==== Entries provided
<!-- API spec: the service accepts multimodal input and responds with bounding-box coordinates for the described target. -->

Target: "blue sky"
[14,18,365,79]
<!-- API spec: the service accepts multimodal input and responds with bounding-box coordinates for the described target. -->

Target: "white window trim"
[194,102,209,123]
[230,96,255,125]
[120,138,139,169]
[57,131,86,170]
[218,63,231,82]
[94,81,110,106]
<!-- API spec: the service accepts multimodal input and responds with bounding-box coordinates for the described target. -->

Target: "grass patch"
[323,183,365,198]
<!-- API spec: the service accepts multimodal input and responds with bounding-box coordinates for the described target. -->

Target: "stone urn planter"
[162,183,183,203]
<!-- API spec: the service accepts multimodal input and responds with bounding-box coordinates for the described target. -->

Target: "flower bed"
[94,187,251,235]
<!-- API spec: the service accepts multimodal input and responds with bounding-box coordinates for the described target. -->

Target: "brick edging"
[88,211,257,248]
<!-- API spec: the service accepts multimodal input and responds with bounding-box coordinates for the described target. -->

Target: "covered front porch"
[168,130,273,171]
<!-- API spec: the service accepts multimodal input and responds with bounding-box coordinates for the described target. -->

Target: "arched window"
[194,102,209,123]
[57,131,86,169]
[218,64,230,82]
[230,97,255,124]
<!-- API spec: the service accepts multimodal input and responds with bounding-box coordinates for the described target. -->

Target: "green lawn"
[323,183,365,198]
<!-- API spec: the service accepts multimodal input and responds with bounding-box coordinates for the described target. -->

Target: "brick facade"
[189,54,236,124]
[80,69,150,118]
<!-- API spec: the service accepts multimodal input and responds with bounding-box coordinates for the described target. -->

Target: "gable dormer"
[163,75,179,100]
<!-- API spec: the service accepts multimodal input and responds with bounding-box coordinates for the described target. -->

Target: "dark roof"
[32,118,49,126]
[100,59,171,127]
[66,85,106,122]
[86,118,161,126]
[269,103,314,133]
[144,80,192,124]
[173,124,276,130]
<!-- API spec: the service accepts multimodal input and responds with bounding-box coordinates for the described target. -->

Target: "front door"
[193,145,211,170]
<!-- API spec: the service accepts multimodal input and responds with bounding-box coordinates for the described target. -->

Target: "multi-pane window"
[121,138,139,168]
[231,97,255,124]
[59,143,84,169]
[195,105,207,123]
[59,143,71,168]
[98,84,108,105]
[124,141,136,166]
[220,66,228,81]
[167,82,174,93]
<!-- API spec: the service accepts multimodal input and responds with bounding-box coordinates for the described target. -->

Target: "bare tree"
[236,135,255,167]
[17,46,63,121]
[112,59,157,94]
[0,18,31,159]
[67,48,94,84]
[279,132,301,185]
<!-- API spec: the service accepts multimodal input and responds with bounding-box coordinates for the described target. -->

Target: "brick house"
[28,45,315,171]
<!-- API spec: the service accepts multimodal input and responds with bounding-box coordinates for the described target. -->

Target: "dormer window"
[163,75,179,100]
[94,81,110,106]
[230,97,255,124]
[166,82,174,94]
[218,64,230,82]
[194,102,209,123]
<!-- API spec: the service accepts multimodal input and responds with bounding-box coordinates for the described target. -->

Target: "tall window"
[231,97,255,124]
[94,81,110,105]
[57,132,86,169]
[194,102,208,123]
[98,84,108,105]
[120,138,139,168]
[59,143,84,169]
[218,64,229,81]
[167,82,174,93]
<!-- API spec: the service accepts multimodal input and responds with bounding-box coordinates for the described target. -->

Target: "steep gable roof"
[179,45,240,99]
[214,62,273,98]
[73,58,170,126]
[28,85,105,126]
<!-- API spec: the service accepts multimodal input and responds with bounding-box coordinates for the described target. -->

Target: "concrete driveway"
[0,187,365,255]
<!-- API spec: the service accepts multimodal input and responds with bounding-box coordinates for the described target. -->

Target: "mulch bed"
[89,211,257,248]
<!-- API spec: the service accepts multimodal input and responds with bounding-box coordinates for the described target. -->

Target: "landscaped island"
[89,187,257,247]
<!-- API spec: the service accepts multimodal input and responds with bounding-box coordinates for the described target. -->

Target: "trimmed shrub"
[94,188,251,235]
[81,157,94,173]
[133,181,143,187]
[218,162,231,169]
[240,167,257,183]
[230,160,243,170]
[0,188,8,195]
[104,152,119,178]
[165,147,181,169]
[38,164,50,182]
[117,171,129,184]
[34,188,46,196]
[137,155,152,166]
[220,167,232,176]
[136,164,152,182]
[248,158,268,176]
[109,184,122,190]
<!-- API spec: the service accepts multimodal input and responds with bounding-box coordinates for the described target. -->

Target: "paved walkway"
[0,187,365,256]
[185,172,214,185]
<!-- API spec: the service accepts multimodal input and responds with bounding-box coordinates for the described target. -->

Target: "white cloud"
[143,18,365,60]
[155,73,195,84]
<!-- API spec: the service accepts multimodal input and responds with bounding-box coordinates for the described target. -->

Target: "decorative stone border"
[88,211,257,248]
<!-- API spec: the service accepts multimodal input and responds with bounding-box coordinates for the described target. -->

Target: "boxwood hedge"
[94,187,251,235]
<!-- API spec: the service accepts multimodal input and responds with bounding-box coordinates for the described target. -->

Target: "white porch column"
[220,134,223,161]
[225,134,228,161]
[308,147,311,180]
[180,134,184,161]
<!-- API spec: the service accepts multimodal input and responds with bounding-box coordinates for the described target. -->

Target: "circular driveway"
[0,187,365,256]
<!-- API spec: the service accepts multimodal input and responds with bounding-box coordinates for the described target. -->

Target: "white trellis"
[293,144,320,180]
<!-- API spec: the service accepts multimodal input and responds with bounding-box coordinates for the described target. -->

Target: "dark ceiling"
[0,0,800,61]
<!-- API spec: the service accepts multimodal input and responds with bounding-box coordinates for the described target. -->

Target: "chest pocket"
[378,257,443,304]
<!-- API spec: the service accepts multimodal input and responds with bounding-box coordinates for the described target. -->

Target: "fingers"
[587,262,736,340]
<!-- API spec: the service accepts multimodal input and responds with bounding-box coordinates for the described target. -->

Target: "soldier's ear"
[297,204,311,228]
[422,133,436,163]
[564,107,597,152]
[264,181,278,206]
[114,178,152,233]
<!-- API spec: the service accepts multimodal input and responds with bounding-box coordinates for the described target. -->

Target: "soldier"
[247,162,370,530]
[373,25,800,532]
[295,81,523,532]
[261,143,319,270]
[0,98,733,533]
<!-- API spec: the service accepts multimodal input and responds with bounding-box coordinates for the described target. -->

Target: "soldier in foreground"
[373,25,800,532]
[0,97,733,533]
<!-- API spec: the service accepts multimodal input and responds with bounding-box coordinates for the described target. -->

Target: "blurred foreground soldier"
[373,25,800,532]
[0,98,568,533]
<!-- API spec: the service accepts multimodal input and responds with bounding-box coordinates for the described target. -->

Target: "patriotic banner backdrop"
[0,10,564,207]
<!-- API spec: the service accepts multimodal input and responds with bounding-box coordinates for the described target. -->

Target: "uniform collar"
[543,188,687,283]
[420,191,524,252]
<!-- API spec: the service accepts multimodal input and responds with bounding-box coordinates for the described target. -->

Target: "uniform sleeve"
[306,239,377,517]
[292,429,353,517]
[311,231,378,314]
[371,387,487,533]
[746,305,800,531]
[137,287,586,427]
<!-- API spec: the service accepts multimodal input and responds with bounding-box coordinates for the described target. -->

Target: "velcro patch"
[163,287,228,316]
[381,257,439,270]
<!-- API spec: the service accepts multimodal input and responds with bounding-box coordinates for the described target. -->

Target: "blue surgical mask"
========
Problem requirements -
Show every line above that contains the word "dark", copying each line in full.

The completed task -
Target: "dark roof"
Target: "dark ceiling"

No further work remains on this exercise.